** Start Document section **

Christina Rossetti (1830-1894)
Portrait by Dante Gabriel Rossetti
A paper and poetry reading given at St Peter’s Church,
Eastern Hill, Melbourne as part of the series ‘Poets and the Faith’ on Tuesday
the 13th of August 2024.
What are heavy? sea-sand and sorrow:
What are brief? today and tomorrow:
What are frail? Spring blossoms and youth:
What are deep? the ocean and truth.
In adulthood, Christina Rossetti once expressed a
desire to write a biography of Elizabeth Barrett Browning. This came to
nothing, she was much too busy on other things, but it tells us how influential
Elizabeth was on Christina, Emily Dickinson, and other younger readers and
writers of the time. Christina’s astounding ‘Monna Innominata’ is a rejoinder
to Elizabeth’s ‘Sonnets from the Portuguese’, something she states explicitly
in the introduction to that sonnet series.

** End Document section **
** Start Given data **

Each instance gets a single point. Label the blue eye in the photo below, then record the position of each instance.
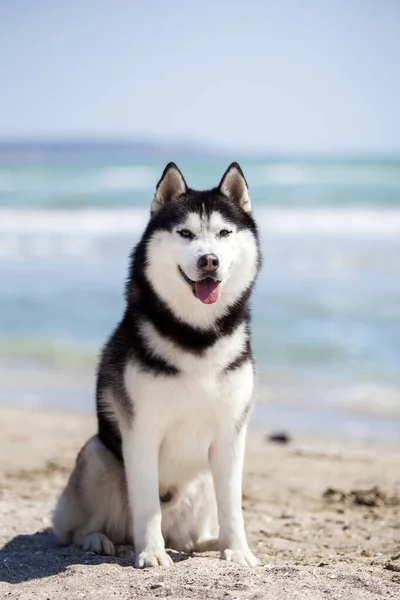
(186, 234)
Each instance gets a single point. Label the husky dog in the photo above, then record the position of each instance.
(174, 386)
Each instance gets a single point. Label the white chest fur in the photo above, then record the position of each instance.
(186, 412)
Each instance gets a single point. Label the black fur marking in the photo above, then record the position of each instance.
(127, 341)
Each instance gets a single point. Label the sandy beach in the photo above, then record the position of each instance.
(323, 517)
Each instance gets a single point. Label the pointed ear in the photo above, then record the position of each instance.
(171, 185)
(234, 186)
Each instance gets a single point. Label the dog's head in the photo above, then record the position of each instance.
(200, 248)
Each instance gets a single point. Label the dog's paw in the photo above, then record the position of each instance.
(242, 557)
(151, 558)
(98, 543)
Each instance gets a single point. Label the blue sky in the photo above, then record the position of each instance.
(292, 76)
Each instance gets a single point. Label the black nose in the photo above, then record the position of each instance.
(208, 262)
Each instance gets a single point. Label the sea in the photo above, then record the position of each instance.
(326, 308)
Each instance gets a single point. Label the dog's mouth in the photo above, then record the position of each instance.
(207, 290)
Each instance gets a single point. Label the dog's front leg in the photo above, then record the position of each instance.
(141, 467)
(226, 457)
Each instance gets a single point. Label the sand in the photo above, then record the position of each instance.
(322, 516)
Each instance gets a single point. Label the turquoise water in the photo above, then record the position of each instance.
(326, 309)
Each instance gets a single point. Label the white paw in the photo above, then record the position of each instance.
(98, 543)
(152, 559)
(242, 557)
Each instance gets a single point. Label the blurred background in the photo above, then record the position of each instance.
(97, 96)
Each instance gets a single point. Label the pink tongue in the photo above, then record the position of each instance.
(208, 290)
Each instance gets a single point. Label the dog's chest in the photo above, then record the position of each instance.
(187, 412)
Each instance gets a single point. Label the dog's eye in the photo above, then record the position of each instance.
(185, 233)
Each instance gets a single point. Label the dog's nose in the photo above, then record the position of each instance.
(208, 262)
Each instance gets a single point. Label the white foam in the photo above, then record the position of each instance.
(88, 221)
(100, 222)
(297, 174)
(128, 178)
(331, 221)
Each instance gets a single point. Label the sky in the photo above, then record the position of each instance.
(296, 76)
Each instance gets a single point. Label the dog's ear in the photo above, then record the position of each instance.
(171, 185)
(234, 186)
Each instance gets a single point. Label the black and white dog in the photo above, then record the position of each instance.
(175, 386)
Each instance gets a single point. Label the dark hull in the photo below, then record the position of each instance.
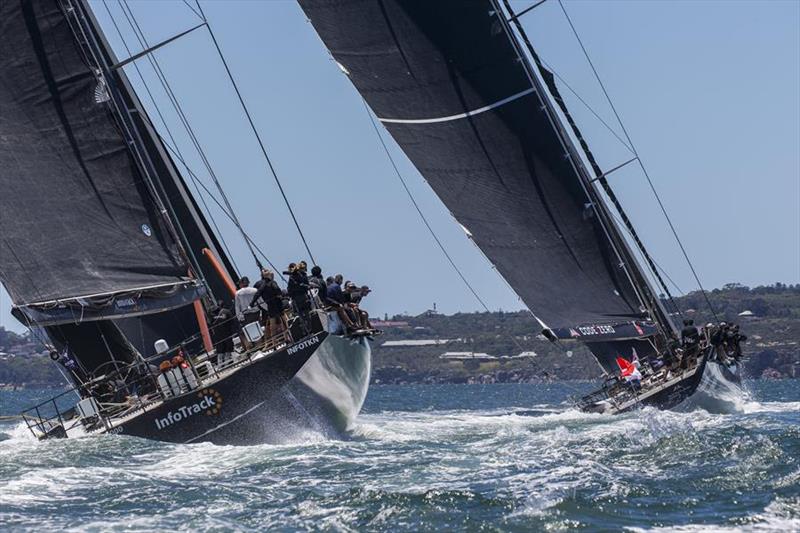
(317, 385)
(672, 395)
(702, 386)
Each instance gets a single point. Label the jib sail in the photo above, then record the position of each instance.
(448, 80)
(84, 234)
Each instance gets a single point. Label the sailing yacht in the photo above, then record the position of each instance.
(461, 89)
(109, 260)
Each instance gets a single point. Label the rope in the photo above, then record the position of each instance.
(639, 159)
(419, 211)
(439, 243)
(139, 34)
(155, 65)
(255, 131)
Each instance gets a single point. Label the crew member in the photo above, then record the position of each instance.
(738, 339)
(316, 281)
(245, 313)
(271, 299)
(689, 334)
(223, 328)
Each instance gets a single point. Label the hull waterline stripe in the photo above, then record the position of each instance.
(232, 420)
(459, 116)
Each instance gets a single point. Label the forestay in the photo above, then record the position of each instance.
(76, 215)
(447, 81)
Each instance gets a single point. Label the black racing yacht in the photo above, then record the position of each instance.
(461, 89)
(111, 262)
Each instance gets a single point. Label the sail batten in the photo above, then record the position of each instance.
(76, 216)
(449, 83)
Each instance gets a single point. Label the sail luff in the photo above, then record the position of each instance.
(76, 214)
(195, 231)
(449, 86)
(647, 295)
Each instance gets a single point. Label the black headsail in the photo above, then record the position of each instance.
(451, 83)
(82, 235)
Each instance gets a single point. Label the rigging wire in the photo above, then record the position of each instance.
(177, 156)
(639, 159)
(441, 246)
(168, 130)
(137, 30)
(419, 210)
(255, 131)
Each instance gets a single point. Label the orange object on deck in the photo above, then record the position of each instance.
(200, 313)
(221, 272)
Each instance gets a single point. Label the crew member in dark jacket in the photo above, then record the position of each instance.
(316, 281)
(297, 288)
(223, 328)
(689, 334)
(271, 296)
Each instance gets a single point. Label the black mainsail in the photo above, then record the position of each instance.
(78, 220)
(451, 83)
(97, 222)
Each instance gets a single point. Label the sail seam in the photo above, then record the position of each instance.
(460, 115)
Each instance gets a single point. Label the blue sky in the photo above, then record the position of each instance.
(709, 91)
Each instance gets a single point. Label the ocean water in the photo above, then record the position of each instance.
(422, 458)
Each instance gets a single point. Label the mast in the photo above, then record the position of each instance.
(453, 86)
(192, 228)
(647, 296)
(86, 34)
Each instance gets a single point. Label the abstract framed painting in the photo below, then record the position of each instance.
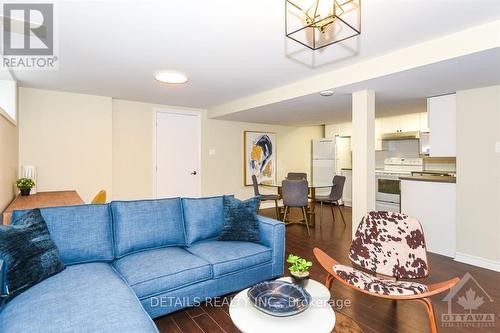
(259, 157)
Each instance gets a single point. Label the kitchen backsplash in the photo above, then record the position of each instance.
(410, 149)
(396, 148)
(440, 163)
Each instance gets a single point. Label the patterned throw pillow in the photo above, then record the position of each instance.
(240, 220)
(29, 254)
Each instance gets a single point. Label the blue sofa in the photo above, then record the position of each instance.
(131, 261)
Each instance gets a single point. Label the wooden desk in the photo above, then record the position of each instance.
(42, 200)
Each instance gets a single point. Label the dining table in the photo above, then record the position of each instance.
(313, 186)
(42, 200)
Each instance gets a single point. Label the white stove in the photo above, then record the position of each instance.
(388, 183)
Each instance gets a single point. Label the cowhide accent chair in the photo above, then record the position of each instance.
(387, 247)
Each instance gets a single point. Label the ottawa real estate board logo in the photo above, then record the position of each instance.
(29, 39)
(466, 302)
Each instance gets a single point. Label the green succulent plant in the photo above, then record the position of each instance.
(25, 183)
(298, 264)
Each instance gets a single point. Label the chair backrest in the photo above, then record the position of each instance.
(100, 198)
(391, 244)
(255, 185)
(295, 192)
(337, 188)
(296, 175)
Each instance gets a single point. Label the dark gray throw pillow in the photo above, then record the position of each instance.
(240, 220)
(30, 256)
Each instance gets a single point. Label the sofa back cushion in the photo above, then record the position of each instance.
(147, 224)
(203, 217)
(81, 233)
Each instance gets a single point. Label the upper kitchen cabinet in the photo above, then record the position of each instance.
(442, 115)
(402, 123)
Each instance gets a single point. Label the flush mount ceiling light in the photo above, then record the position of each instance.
(319, 23)
(172, 77)
(326, 93)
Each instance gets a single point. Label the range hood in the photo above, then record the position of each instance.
(413, 135)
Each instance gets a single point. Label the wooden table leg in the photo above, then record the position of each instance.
(313, 206)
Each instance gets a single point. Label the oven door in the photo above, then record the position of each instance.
(388, 188)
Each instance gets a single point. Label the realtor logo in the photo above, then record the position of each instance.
(464, 305)
(28, 36)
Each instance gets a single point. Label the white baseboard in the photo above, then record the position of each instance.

** End Given data **

Work to do:
1. Answer these questions about the Christina Rossetti paper:
(a) At which church was the paper and poetry reading given?
(b) In the short poem quoted near the start, what two things are named as deep?
(c) To which work by Elizabeth Barrett Browning is 'Monna Innominata' a rejoinder?
2. Give a continuation of the Christina Rossetti paper, picking up right after its final sentence.

Final answers:
1.
(a) St Peter's Church, Eastern Hill, Melbourne.
(b) The ocean and truth.
(c) 'Sonnets from the Portuguese'.

2.
Like the two poets we have been listening to, Christina
was very well-read in Scripture and theology, but with her the discovery of worship
and devotion turns into a lifetime of creativity. And vice versa: the discovery
of creativity turns into a lifetime of devotion. A hard-won line goes “Obedience is the fruit of faith; patience is the
early blossom on the tree of faith.” This patience exists as a
grounding, a groundswell, a presence throughout her writing. Faith, both in the sense of the virtue and of
the Christian religion itself, preoccupies Rossetti throughout her writing
life, and could be called its driving force even where the word ‘faith’ is not
overtly used. She speaks from inside her own chosen religious life and that is
how we have to read her.
“Love is alone the worthy law of love”
All other
laws have presupposed a taint:
Love is
the law from kindled saint to saint,
From lamb to lamb, from dove to answering dove.
Love is the motive of all things that move
Harmonious by free will without constraint:
Love
learns and teaches: love shall man acquaint
With all he lacks, which all his lack is love.
Because Love is the fountain, I discern
The
stream as love: for what but love should flow
From
fountain Love? not bitter from the sweet!
I
ignorant, have I laid claim to know?
Oh,
teach me. Love, such knowledge as is meet
For one to know who is fain to love and learn.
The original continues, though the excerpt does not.